Code Monkey home page Code Monkey logo

l1ktools's Introduction

L1000 Analysis Tools v1.1

Copyright 2011-2015 Broad Institute of MIT and Harvard.

A collection of software tools to read and analyze data produced from the LINCS project. For more information on the project, including licensing, please visit (lincsproject.org).

Analysis Tools

A brief description of the tools included in this software package is given below. The Matlab implementation of the tools is currently the most mature. Some basic utilities in R and java are also included. We will update the tools as they become available. Please view the changelog for changes.

Matlab Tools: matlab/

Requirements

  1. Matlab R2014b and above
  2. Statistics Toolbox
  3. Parallel Processing Toolbox [Optional]

Setting the MATLAB path

Run cd l1ktools/matlab; l1kt_setup or enter the pathtool command, click "Add with Subfolders...", and select the directory l1ktools/matlab.

+ + + +

** Instructions **
[1] Rewrite the paragraph of the L1000 Analysis Tools introduction that begins "A brief description of the tools" as a short bulleted list that keeps its main facts.
[2] According to the L1000 Analysis Tools introduction, which Matlab release is the minimum requirement?
[3] Please carry the L1000 Analysis Tools introduction forward from where it stops.

Region annotation listing
+ + + +

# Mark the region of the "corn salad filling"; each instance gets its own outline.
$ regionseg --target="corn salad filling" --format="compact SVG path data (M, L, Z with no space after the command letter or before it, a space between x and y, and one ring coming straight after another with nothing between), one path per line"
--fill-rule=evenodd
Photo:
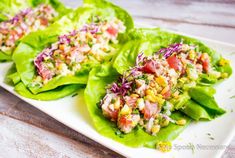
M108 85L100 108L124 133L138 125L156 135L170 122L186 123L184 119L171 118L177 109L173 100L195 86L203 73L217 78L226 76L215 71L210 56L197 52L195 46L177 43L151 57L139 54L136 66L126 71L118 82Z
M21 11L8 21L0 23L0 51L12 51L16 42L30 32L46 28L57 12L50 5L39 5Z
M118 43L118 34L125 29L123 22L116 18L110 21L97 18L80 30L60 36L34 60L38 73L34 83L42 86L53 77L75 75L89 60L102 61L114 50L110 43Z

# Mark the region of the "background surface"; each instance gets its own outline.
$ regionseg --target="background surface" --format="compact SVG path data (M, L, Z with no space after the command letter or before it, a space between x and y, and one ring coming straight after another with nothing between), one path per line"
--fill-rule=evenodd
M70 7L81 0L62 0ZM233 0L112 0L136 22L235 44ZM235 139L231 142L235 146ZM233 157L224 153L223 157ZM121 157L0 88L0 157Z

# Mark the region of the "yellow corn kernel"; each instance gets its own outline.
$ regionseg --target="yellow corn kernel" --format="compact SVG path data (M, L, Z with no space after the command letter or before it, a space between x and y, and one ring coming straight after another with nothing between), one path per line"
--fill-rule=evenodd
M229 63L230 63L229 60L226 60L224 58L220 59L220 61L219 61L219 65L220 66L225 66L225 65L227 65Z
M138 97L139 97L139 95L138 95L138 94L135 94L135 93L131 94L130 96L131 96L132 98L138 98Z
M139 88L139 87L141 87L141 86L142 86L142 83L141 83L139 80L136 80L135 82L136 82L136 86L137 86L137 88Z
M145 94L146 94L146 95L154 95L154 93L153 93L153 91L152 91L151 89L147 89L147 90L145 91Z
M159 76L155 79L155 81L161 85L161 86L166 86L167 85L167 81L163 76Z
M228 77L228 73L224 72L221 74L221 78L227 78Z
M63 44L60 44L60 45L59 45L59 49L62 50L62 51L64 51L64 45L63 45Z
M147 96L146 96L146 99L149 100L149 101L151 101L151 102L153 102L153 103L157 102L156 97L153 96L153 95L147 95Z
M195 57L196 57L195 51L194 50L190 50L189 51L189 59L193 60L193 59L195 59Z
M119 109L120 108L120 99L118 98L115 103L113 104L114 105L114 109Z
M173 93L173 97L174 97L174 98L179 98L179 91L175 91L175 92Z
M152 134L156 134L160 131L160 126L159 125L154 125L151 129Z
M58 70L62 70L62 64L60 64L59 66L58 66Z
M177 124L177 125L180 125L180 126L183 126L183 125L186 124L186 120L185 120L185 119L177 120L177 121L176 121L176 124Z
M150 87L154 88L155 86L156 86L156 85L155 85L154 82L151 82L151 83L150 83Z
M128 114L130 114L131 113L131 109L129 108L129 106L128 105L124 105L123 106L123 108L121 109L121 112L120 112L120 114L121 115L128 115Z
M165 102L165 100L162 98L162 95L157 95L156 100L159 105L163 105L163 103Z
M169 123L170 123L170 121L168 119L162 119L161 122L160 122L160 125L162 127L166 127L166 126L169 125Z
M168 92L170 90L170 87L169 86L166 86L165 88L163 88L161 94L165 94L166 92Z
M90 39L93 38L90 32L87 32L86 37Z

+ + + +

** Answers for this exercise **
[1]
- A brief description of the tools in this package is given below.
- The Matlab implementation is currently the most mature.
- Some basic utilities in R and java are also included.
- The tools will be updated as they become available.
- The changelog lists changes.

[2] Matlab R2014b.

[3]
Running the standard CMap data processing pipeline

All scripts are contained within the matlab/data_pipeline folder. A directory of example .lxb files from a LINCS Joint Project (LJP) plate under the data/lxb directory. Note that processing a full 384 well plate can take a long time depending on the machine you're running it on. For test purposes we provide a test plate with a smaller number of samples. We also provide pre-computed results in matlab/data_pipeline/results to enable viewing the outputs without running the pipeline and/or to compare their results with CMap's. These outputs are described in the section below. By default all outputs are saved in the current working directory, but this can be overriden using the plate_path argument to any of the scripts below.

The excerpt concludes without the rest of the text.